Saved entries
□ □ □ □ □
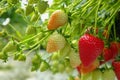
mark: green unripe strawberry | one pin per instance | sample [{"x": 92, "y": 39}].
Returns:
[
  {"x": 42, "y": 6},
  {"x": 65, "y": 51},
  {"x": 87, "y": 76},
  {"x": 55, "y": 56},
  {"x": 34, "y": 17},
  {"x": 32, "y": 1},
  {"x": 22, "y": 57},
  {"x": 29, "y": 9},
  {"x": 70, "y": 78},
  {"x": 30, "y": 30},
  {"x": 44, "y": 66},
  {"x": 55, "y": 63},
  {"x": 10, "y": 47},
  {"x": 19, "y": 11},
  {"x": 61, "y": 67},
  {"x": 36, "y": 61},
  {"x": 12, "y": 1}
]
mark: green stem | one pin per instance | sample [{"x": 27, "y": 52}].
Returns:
□ □ □ □ □
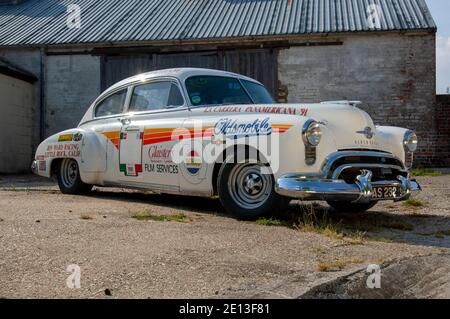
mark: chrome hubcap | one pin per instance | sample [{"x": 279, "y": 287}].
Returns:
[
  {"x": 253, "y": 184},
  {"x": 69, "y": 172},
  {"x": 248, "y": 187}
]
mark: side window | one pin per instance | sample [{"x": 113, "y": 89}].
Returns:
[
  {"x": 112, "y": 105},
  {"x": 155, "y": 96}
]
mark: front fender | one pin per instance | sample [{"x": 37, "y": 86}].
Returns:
□ □ □ □ □
» Problem description
Determine which lines above include the word "mark", and report those lines in full.

» Answer below
mark: green unripe strawberry | one pin per instance | sample [{"x": 92, "y": 39}].
mark: green stem | one pin per instance | sample [{"x": 27, "y": 52}].
mark: chrome hubcap | one pin per instance | sample [{"x": 279, "y": 287}].
mark: side window | one pin per instance | sample [{"x": 113, "y": 89}].
mark: front fender | one pin per instance | sample [{"x": 37, "y": 86}].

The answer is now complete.